-- Start Material supplied --
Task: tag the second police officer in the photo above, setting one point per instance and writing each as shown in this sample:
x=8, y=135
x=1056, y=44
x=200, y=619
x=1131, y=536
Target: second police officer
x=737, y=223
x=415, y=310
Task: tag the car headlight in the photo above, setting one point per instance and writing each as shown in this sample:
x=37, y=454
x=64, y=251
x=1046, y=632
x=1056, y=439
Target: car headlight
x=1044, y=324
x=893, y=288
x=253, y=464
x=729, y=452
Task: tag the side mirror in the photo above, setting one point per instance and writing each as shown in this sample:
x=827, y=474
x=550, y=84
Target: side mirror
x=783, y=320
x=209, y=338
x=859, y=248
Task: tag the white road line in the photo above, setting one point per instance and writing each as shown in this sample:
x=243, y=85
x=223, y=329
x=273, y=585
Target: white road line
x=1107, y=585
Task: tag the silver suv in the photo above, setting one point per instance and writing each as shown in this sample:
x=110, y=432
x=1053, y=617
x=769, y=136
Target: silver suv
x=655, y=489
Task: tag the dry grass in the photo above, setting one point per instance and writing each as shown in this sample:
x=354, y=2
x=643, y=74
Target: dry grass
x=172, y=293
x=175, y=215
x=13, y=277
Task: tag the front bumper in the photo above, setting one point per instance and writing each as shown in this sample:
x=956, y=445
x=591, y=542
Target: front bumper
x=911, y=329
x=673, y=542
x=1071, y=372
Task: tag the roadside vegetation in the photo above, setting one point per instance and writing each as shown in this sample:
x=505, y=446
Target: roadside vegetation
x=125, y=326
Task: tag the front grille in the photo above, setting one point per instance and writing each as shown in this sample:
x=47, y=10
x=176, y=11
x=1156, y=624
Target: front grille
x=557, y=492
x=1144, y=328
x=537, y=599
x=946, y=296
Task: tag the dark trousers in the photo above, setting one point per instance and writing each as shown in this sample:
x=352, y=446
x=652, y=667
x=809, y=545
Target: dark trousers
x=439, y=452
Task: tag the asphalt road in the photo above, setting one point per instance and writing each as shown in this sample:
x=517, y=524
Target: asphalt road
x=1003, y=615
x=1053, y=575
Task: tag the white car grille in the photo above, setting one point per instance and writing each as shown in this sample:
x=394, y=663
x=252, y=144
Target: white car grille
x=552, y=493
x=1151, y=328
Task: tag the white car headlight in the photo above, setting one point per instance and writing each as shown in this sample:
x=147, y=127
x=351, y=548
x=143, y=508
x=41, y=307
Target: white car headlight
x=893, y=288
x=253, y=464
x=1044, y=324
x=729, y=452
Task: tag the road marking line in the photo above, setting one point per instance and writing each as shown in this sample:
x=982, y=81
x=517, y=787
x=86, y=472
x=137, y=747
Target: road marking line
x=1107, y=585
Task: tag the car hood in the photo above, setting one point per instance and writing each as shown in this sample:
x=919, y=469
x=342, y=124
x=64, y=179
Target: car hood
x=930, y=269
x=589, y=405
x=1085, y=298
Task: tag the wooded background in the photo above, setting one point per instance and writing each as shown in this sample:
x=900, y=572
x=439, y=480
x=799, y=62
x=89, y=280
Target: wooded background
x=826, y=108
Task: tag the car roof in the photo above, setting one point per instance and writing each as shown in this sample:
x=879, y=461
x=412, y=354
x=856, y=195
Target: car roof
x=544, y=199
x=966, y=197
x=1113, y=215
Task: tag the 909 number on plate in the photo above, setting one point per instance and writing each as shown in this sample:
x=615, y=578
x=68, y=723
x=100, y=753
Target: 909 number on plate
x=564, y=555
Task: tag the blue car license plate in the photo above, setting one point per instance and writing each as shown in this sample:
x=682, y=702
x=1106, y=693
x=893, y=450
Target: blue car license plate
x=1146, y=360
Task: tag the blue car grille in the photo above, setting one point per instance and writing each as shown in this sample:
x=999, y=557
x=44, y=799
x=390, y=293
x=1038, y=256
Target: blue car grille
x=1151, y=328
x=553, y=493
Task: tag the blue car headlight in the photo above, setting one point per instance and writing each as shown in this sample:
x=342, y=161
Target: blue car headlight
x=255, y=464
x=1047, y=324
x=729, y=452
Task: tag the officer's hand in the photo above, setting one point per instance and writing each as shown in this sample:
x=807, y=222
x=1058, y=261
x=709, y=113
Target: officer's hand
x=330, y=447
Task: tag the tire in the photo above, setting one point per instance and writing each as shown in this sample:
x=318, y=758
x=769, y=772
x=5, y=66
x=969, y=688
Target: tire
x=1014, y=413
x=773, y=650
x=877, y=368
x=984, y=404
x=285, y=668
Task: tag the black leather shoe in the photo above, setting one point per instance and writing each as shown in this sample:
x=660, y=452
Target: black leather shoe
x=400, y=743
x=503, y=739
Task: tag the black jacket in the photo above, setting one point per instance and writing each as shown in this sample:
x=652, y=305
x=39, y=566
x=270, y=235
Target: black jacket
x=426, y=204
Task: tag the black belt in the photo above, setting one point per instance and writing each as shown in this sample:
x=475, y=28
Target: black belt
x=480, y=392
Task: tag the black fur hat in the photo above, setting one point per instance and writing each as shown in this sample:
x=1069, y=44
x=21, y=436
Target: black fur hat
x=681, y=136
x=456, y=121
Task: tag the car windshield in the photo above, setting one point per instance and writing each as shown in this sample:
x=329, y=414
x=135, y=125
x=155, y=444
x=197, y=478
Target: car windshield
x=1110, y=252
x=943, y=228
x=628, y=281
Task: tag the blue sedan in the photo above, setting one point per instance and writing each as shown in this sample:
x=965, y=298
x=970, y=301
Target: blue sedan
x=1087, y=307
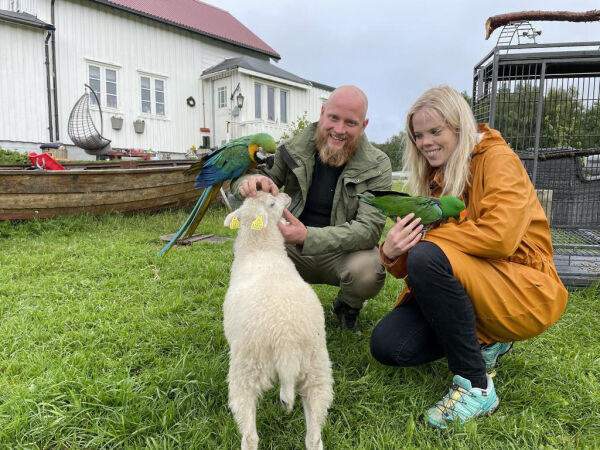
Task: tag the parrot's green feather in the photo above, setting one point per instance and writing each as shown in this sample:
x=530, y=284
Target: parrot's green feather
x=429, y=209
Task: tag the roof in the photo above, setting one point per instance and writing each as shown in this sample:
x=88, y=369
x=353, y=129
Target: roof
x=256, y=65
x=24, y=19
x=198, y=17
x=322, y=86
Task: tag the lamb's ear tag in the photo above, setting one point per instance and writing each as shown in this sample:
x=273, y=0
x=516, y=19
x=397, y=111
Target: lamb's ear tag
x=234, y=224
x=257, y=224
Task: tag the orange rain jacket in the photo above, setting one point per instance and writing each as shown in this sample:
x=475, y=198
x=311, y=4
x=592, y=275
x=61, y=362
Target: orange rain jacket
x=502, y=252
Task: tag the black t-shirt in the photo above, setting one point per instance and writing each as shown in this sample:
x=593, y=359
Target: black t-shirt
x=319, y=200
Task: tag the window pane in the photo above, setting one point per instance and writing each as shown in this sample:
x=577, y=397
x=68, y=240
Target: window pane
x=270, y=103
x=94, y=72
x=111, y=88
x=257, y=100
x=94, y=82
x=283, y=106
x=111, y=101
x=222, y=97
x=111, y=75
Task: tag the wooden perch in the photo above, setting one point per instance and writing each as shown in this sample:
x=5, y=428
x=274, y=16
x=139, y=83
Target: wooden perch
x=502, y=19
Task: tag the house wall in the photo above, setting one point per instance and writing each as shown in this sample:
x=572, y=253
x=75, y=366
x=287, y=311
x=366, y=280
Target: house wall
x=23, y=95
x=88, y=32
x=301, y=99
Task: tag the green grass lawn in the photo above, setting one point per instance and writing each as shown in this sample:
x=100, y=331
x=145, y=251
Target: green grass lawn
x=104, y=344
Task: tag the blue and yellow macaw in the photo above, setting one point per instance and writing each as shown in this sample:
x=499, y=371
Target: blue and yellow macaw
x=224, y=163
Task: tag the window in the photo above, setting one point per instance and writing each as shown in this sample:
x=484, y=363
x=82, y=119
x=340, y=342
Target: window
-- End Material supplied --
What to do.
Write out only the final block of lines, starting at the line with "Task: tag the black t-shirt" and running to the end of the material.

Full answer.
Task: tag the black t-shirt in the photo above, setting one point per instance and writing each as shown in this sample:
x=593, y=359
Target: black t-shirt
x=319, y=200
Task: tag the window pane in the photo above, setting one point per instance and writing each as shown in this sample:
x=577, y=397
x=68, y=240
Target: window pane
x=270, y=103
x=94, y=72
x=111, y=88
x=257, y=100
x=94, y=82
x=283, y=106
x=111, y=101
x=222, y=97
x=111, y=75
Task: tag the wooden perch in the photo above, setting one point per instance and writing each as shown in this sample:
x=5, y=428
x=274, y=16
x=139, y=83
Target: wooden perch
x=502, y=19
Task: tag the house wall in the photo above, setting one point per instance and writing each as shown in this sample:
x=572, y=253
x=75, y=366
x=287, y=311
x=366, y=280
Target: house wall
x=23, y=95
x=88, y=32
x=301, y=99
Task: tag the green grass lawn in the photo above, setting one point per instance and writing each as shown in this sample:
x=100, y=331
x=145, y=251
Target: green grass lawn
x=104, y=344
Task: tag the blue and yellow macaw in the photo above, setting one point per instance and writing each as shown in this sample:
x=499, y=371
Target: blue and yellow macaw
x=224, y=163
Task: tag the window in the photo above, setting one point per instance and writing each as shown in this sample:
x=484, y=363
x=82, y=119
x=340, y=342
Target: window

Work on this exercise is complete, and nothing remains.